### Exercise:
Nothing but the lines from the first line of the entries through the line with "Target = grass field" should appear in the answer, transcribed exactly and free of pictures.

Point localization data
::::::::

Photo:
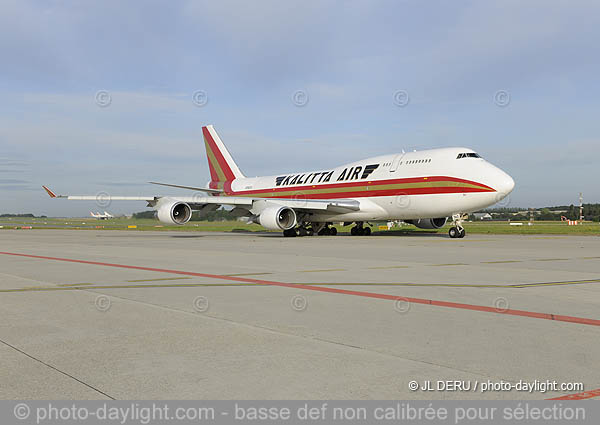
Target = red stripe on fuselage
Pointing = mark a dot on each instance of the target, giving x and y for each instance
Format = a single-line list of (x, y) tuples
[(292, 191)]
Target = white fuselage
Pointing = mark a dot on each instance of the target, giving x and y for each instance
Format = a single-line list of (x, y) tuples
[(413, 185)]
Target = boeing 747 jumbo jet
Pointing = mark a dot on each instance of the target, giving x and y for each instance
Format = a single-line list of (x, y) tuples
[(423, 188)]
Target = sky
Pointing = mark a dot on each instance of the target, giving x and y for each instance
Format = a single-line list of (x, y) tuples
[(104, 96)]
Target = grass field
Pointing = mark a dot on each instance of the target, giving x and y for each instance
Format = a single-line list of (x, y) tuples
[(540, 227)]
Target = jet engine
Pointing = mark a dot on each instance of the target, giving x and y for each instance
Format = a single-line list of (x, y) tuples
[(429, 223), (277, 218), (174, 212)]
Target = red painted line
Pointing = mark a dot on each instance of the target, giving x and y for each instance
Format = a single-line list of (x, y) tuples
[(579, 396), (448, 304)]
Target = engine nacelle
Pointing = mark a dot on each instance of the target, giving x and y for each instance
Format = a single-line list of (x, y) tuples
[(277, 218), (429, 223), (174, 212)]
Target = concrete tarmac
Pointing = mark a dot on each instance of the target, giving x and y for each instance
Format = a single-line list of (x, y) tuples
[(228, 316)]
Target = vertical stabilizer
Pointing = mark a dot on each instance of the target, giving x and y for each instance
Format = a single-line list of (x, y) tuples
[(220, 162)]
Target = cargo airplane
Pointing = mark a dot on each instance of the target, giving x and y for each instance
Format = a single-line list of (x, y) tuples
[(423, 188)]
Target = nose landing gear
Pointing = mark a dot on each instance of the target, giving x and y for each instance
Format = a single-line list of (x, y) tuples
[(359, 230), (457, 230)]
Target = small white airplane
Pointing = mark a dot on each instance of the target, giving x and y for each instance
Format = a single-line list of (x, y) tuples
[(423, 188), (100, 216)]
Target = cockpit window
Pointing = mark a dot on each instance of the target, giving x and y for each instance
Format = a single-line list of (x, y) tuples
[(468, 155)]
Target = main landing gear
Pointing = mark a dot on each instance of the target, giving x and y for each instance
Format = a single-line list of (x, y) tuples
[(359, 230), (321, 229), (457, 230)]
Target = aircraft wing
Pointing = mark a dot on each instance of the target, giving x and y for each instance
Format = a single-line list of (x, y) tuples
[(197, 202)]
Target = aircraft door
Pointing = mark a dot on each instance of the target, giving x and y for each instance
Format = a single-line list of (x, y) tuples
[(396, 161)]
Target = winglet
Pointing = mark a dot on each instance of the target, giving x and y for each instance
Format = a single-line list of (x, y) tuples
[(50, 193)]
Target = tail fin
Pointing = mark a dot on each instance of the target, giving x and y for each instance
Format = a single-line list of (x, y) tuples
[(222, 166)]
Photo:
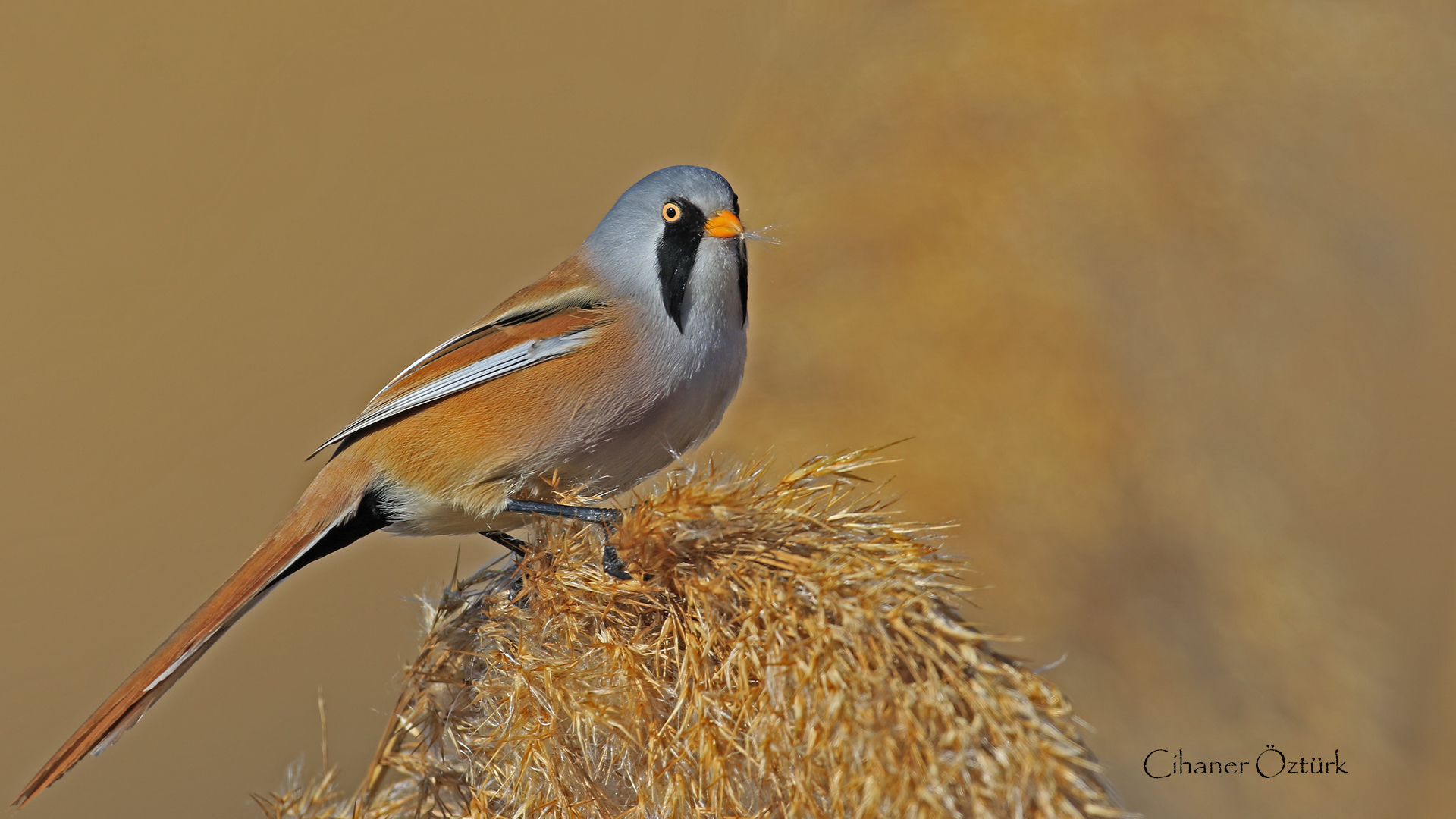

::::::::

### Task output:
Photo:
Target = red stripe on fuselage
Pointing = mark a dot on each instance of the target, giving x and y for each instance
Format = a single-line list of (x, y) tuples
[(292, 191)]
Target = white fuselage
Pointing = mark a dot on each instance of the target, giving x and y for each instance
Format = a single-line list of (x, y) tuples
[(413, 185)]
Target = boeing 747 jumbo jet
Pointing = mark a dot on each instance of the target, giving x and y for each instance
Format = a single-line list of (x, y) tuples
[(423, 188)]
Target = sky
Pointing = mark a dot on each instance of the target, giving x and y for each instance
Format = a single-line list of (x, y) tuples
[(104, 96)]
Target = grass field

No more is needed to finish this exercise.